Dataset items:

++++++++++++++++++++

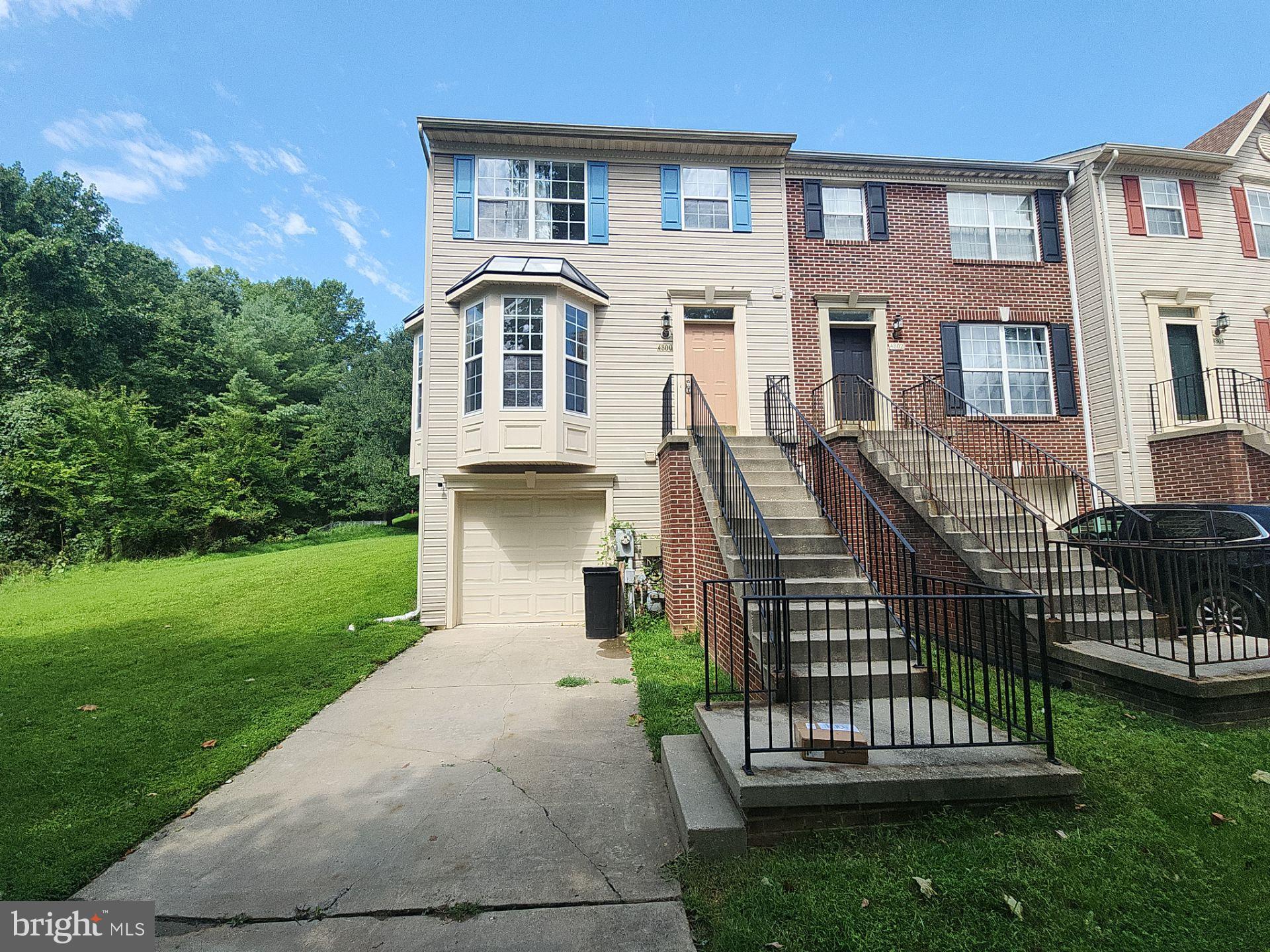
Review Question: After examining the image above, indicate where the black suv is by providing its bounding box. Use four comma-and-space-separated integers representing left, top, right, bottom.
1064, 502, 1270, 637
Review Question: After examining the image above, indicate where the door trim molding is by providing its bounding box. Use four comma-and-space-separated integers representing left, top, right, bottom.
814, 294, 890, 403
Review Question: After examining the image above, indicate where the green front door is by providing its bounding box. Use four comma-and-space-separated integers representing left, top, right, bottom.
1165, 324, 1208, 420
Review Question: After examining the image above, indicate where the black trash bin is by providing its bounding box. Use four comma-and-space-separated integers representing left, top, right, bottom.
581, 565, 621, 639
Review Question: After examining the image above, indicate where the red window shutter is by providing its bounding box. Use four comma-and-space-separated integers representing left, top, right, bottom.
1230, 186, 1257, 258
1120, 175, 1147, 235
1177, 179, 1204, 237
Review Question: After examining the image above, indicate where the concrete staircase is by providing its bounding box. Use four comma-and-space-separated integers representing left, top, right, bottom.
661, 436, 1081, 857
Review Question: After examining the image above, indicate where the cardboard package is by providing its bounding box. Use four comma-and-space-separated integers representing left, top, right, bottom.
794, 721, 868, 764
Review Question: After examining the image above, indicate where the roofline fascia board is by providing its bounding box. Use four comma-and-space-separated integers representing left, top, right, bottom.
418, 116, 798, 153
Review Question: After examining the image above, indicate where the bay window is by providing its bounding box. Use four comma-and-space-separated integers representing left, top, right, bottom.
1142, 179, 1186, 237
823, 188, 865, 241
947, 192, 1037, 262
503, 297, 542, 410
1245, 188, 1270, 258
958, 324, 1054, 416
464, 302, 485, 414
476, 159, 587, 241
564, 305, 591, 414
683, 167, 732, 231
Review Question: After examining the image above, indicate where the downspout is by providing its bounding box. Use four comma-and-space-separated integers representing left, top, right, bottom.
1097, 149, 1142, 502
1059, 171, 1099, 483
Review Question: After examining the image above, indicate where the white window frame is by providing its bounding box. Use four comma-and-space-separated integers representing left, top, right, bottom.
679, 165, 732, 231
498, 294, 548, 414
560, 301, 595, 416
1244, 185, 1270, 258
472, 155, 591, 245
458, 301, 485, 416
820, 185, 868, 241
945, 189, 1040, 262
411, 330, 424, 433
958, 321, 1058, 420
1138, 175, 1190, 237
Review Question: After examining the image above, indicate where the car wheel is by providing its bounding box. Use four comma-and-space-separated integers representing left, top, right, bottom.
1195, 589, 1265, 639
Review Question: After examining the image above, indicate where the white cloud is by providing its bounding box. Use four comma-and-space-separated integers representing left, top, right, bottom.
67, 163, 159, 203
0, 0, 141, 20
344, 251, 413, 301
169, 241, 216, 268
212, 80, 239, 105
43, 112, 225, 202
230, 142, 309, 175
330, 218, 366, 251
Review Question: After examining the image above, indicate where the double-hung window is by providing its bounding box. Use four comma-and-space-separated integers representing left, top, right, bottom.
958, 324, 1054, 416
503, 297, 542, 410
683, 167, 732, 231
823, 188, 865, 241
1244, 188, 1270, 258
1142, 179, 1186, 237
476, 159, 587, 241
947, 192, 1037, 262
564, 305, 591, 414
464, 303, 485, 414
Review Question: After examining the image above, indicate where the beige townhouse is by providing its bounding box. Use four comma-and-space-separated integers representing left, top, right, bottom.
406, 118, 794, 626
1052, 94, 1270, 501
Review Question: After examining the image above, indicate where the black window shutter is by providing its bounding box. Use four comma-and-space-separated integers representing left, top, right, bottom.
1049, 324, 1077, 416
940, 323, 965, 416
1037, 188, 1063, 262
865, 182, 890, 241
802, 179, 824, 237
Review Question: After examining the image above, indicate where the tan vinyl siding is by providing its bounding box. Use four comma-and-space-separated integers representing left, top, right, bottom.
419, 149, 791, 625
1073, 123, 1270, 501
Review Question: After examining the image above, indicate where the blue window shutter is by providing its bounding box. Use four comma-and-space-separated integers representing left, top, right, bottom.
1049, 324, 1080, 416
940, 323, 965, 416
587, 163, 609, 245
661, 165, 683, 231
1037, 188, 1074, 262
454, 155, 476, 239
865, 182, 890, 241
732, 169, 753, 231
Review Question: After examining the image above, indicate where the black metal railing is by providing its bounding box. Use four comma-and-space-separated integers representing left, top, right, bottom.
1150, 367, 1270, 433
705, 576, 1054, 773
763, 376, 917, 595
1054, 538, 1270, 678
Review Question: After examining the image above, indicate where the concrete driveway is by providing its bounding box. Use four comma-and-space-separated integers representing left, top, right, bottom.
81, 626, 692, 949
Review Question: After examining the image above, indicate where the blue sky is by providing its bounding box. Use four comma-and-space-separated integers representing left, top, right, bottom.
0, 0, 1270, 330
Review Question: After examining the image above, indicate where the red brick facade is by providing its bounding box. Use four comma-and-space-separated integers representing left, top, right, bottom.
1151, 428, 1270, 502
786, 179, 1085, 469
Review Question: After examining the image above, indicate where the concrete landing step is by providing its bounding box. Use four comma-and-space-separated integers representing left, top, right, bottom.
696, 698, 1082, 846
787, 665, 931, 706
661, 734, 745, 859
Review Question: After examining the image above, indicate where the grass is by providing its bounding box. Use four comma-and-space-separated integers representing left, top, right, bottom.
0, 528, 421, 900
631, 623, 1270, 952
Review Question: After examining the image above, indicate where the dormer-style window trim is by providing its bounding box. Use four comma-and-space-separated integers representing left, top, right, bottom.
683, 165, 732, 231
1139, 177, 1187, 237
947, 189, 1040, 262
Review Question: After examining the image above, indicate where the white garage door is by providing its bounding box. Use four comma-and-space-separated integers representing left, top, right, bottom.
458, 493, 605, 625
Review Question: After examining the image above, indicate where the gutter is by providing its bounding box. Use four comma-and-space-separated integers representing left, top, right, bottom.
1059, 171, 1099, 484
1095, 149, 1142, 502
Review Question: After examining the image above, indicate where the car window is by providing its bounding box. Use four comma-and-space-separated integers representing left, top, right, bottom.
1212, 513, 1261, 542
1151, 509, 1213, 538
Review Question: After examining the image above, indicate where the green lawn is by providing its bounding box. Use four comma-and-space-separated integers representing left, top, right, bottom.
631, 625, 1270, 952
0, 528, 421, 900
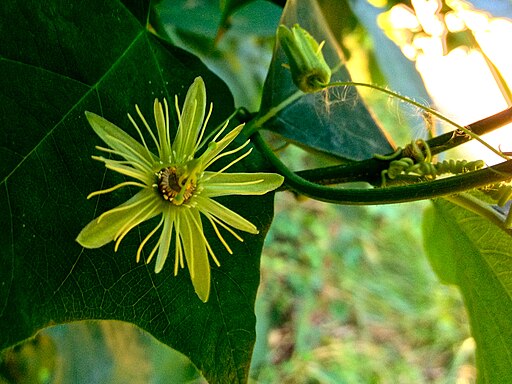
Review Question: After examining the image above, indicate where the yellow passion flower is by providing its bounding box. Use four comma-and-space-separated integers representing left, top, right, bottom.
77, 77, 283, 302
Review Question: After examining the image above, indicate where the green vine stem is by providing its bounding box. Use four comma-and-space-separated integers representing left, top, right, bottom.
444, 193, 512, 234
297, 107, 512, 185
252, 132, 512, 205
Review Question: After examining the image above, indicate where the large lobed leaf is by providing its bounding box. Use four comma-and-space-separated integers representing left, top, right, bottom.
0, 0, 273, 383
423, 200, 512, 383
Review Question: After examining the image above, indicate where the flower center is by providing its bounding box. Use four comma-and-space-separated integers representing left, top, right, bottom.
157, 167, 196, 205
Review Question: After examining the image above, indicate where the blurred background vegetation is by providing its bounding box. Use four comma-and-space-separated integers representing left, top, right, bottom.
4, 0, 512, 384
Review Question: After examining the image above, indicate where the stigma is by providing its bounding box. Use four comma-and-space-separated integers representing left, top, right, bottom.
157, 167, 196, 205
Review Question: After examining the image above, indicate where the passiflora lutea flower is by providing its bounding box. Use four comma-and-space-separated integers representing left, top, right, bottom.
77, 77, 283, 302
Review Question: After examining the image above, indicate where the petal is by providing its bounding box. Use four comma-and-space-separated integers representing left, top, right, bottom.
76, 189, 161, 248
155, 204, 177, 273
173, 77, 206, 162
85, 111, 156, 167
179, 209, 210, 303
200, 124, 245, 168
202, 172, 284, 197
194, 196, 258, 234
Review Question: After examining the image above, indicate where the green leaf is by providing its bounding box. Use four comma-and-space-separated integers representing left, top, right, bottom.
423, 200, 512, 383
0, 0, 273, 383
260, 0, 393, 160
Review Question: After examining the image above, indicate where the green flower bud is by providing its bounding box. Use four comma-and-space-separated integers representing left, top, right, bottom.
277, 24, 331, 93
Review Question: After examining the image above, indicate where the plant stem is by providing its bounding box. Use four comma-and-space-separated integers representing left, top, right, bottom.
444, 193, 512, 233
297, 107, 512, 184
252, 132, 512, 205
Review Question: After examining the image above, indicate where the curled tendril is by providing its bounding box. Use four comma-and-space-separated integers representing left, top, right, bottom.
375, 139, 485, 186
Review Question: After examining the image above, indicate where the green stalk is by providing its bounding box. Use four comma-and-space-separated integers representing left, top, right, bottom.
252, 132, 512, 205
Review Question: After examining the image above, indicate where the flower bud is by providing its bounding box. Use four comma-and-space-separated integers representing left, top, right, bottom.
277, 24, 331, 93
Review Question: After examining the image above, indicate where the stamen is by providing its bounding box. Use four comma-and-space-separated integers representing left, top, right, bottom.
128, 113, 153, 159
114, 202, 158, 252
207, 148, 252, 173
212, 120, 229, 142
158, 167, 196, 205
87, 181, 146, 200
204, 140, 252, 169
146, 235, 162, 264
137, 215, 164, 264
190, 208, 220, 267
104, 136, 152, 168
135, 104, 160, 153
206, 216, 233, 255
201, 211, 244, 243
193, 103, 213, 153
96, 195, 153, 223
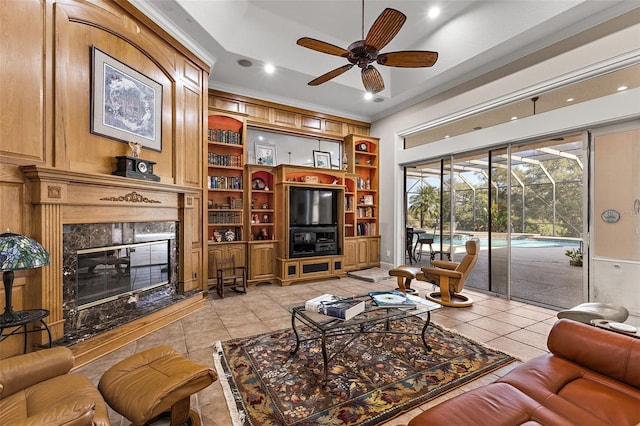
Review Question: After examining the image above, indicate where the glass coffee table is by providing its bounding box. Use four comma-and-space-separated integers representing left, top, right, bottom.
290, 294, 440, 383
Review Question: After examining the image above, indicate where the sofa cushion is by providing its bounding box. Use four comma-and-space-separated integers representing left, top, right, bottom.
547, 319, 640, 389
409, 383, 567, 426
0, 347, 73, 399
0, 374, 110, 425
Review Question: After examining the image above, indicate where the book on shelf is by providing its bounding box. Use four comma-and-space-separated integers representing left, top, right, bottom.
320, 299, 365, 321
369, 290, 416, 308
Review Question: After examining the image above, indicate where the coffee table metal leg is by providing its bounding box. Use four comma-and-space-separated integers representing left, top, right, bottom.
320, 333, 329, 386
290, 311, 300, 355
422, 311, 431, 351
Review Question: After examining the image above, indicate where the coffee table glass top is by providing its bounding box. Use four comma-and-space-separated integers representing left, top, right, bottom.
289, 294, 440, 331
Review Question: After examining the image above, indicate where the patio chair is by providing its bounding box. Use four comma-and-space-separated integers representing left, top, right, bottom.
418, 239, 480, 308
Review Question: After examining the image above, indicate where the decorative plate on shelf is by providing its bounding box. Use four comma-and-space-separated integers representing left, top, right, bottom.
251, 178, 267, 191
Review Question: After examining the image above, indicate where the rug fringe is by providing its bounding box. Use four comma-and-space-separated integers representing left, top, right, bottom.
431, 321, 523, 365
213, 340, 246, 426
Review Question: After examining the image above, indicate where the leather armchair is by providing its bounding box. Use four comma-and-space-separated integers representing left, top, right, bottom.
418, 239, 480, 307
0, 347, 111, 426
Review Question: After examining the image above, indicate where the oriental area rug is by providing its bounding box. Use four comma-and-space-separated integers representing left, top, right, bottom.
214, 318, 515, 426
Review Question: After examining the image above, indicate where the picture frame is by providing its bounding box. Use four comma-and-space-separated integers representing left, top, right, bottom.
313, 150, 331, 169
255, 143, 278, 166
91, 46, 162, 152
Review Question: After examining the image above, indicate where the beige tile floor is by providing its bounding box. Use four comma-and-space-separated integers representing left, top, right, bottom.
77, 278, 636, 426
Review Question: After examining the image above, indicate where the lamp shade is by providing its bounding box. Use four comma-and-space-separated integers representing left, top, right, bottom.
0, 232, 50, 271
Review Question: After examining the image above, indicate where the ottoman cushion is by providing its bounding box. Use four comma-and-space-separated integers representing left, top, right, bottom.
98, 346, 217, 425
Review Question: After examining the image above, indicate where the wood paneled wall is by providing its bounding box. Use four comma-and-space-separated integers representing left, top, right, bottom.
0, 0, 209, 357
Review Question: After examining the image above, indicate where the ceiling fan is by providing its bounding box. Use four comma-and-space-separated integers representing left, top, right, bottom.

++++++++++++++++++++

- **Goal of the exercise**
Reproduce, character for character, the stretch of the records above from the line that contains "where the downspout" through the line that contains "1138, 175, 1190, 237".

- **Completed exercise**
Review Question: After examining the image above, indicate where the downspout is by providing its bounding box. Use four comma-and-space-separated integers representing left, top, right, bottom.
1097, 149, 1142, 502
1059, 171, 1099, 483
Review Question: After examining the image above, indicate where the white window frame is by providing its bounding box. Use four comma-and-space-separated integers representing left, top, right, bottom.
679, 165, 732, 231
498, 294, 548, 414
560, 301, 595, 416
1244, 185, 1270, 258
472, 155, 591, 245
458, 301, 485, 416
820, 185, 868, 241
945, 189, 1040, 262
411, 330, 424, 433
958, 321, 1058, 420
1138, 175, 1190, 237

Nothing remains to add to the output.